Tarefas propostas:
A. Liste as áreas que, segundo o texto sobre a Bíblia na vida cotidiana, cultivam tradição, cultura e devoção.
B. De acordo com o texto sobre a Bíblia na vida cotidiana, em que consiste o alfabeto do texto bíblico?
C. Indique se cada afirmação concorda com o texto sobre a Bíblia na vida cotidiana e cite as palavras do texto que decidem a resposta: (i) a maioria dos feriados oficiais tem origem na Bíblia; (ii) a história do Natal deixou de ser cultuada; (iii) o vizinho mencionado acredita em vida após a morte.

Trecho do documento:
Meu vizinho não acredita em vida após a morte, o que não o impede de dedicar viva veneração por seus santos prediletos. Um jornal afirmou: “Não acredito em Deus, mas sim em determinada correlação entre as coisas”.
Dá para perceber muito bem que vivemos em uma mescla de dois campos de vida, de dois mundos. Obviamente, vivemos em uma espécie de mistura de duas esferas da vida, de dois mundos totalmente diferentes um do outro, mas que sempre se cruzam. Esse dueto reflete-se na sociedade sob a forma de textos sagrados.
No Ocidente, principalmente na Bíblia – mas não como um livro, porque muitos nem a chegaram a ver de perto. Contudo a linguagem, a educação, a cultura, literatura, arte, enfim, quase todas as facetas da vida diária estão crivadas de expressões bíblicas; até mesmo os jogos de perguntas e respostas na mídia!
A maioria dos feriados oficiais tem sua origem na Bíblia. No entanto, com a crescente secularização, o significado das principais datas festivas foi recuando em parte para segundo plano. As datas ainda existem, mas para muitos a Páscoa e o Pentecostes não significam muito mais do que um fim de semana prolongado; para essas pessoas, a Ascensão de Cristo não passa de uma referência a lugares onde podem passar as férias e não a um destino de viagem ao céu.
Por outro lado, a história do Natal é mantida de modo digno de nota, bastante mesclada com elementos culinários; porém, ainda é cultuada por um grupo considerável. Para essas pessoas, sempre haverá lugar para o sublime. Literatura, teatro, cinema, pintura, naturalmente sem esquecer a música, cultivam tradição, cultura e devoção. Nessas áreas as metáforas têm seu espaço.
O ser humano é um realista sentimental. A cabeça quer o coração no seu legítimo lugar, e o coração quer o selo da razão: fatos, provas, fundamentos históricos. À primeira vista não é pedir muito, mas a coisa simplesmente complica quando se observa que o texto bíblico não oferece nada disso, pois seu alfabeto consiste apenas no Alfa e no Ômega.
Talvez, do ponto de vista mental, isso possa evocar um som ou uma imagem distante, mas não evoca palavras que possam dar sentido a essa descoberta, seja com cinzel ou pena. Agora podemos lidar mais ou menos com uma abstração, mas, por fim, queremos ter algo palpável nas mãos: cinzel e pedra, lápis e papel. Mas não é assim tão simples.
Enquanto os escritores tentam exprimir fatos e ideias em palavras, tradutores as vertem para outros idiomas e conceitos: tudo pintado de novo, com uma zona indefinida de opiniões e interpretações – sejam pessoais ou dogmáticas. E, se dermos crédito à farta literatura a esse respeito, há mesmo algo a dizer sobre elas.

Registros de dados:
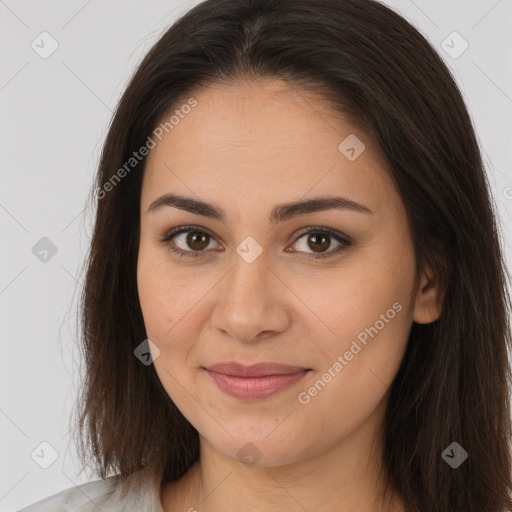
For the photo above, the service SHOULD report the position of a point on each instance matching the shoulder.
(104, 495)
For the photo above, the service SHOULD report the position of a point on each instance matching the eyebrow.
(279, 213)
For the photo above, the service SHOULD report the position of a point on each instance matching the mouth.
(257, 381)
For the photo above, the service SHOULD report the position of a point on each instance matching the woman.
(295, 296)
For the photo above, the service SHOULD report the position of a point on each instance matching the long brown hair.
(381, 74)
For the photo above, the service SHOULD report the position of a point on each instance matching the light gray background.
(54, 117)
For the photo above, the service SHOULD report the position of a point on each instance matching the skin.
(247, 148)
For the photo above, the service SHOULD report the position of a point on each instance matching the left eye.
(198, 240)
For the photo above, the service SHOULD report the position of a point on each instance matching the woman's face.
(257, 279)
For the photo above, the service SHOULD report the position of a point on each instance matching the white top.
(99, 495)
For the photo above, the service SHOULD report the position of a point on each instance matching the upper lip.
(254, 370)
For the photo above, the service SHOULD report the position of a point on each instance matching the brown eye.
(197, 240)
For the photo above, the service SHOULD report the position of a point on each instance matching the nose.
(252, 302)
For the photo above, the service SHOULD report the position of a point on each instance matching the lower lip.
(250, 388)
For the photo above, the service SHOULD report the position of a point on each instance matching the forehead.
(264, 139)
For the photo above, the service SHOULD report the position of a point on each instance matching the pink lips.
(256, 381)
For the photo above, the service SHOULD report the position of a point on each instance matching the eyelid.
(341, 238)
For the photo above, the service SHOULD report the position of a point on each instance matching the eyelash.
(344, 241)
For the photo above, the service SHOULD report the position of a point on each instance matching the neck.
(346, 477)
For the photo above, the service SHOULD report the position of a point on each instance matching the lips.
(254, 382)
(255, 370)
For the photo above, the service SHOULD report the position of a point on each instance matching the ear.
(429, 299)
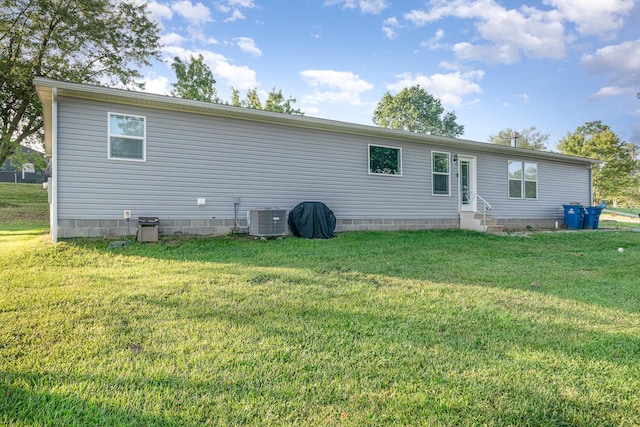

Respostas dos exercícios:
A. Literatura, teatro, cinema, pintura e música.

B. Apenas no Alfa e no Ômega.

C.
(i) Sim: "A maioria dos feriados oficiais tem sua origem na Bíblia."
(ii) Não: "ainda é cultuada por um grupo considerável"
(iii) Não: "Meu vizinho não acredita em vida após a morte"